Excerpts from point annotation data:
begin

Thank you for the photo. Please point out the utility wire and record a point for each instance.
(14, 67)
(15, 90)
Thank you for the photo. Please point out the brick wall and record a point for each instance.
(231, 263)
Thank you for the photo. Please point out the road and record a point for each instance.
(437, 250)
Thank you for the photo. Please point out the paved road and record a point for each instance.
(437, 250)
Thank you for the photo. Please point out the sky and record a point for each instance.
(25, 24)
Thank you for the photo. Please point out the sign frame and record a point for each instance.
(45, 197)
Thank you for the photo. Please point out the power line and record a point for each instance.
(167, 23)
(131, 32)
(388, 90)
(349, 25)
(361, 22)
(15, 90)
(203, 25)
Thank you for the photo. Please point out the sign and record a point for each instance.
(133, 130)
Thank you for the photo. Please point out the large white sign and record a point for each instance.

end

TASK PROMPT:
Print every one of the rows above again, word for word and in the same order.

SOLUTION TO THIS PROBLEM:
Thank you for the photo. Please point out the utility wire and record a point for each instance.
(14, 67)
(15, 90)
Thank you for the photo. Please point out the brick wall and record a point for each instance.
(231, 263)
Thank you for the photo. Please point out the road and record a point for each instance.
(437, 250)
Thank you for the photo. Please point out the paved road and record a point for each instance.
(437, 250)
Thank you for the photo. Please point out the sky and record a point for each instance.
(25, 24)
Thank you for the photo. Please point out the sign frame and record a point for each instance.
(45, 197)
Thank you for the photo. Please point out the power line and record a point for each instance.
(167, 23)
(131, 32)
(388, 90)
(349, 25)
(361, 22)
(15, 90)
(203, 25)
Thank you for the photo. Please point out the sign and record a point for each instance.
(133, 130)
Thank you for the photo. Please point out the large white sign and record a point for each instance.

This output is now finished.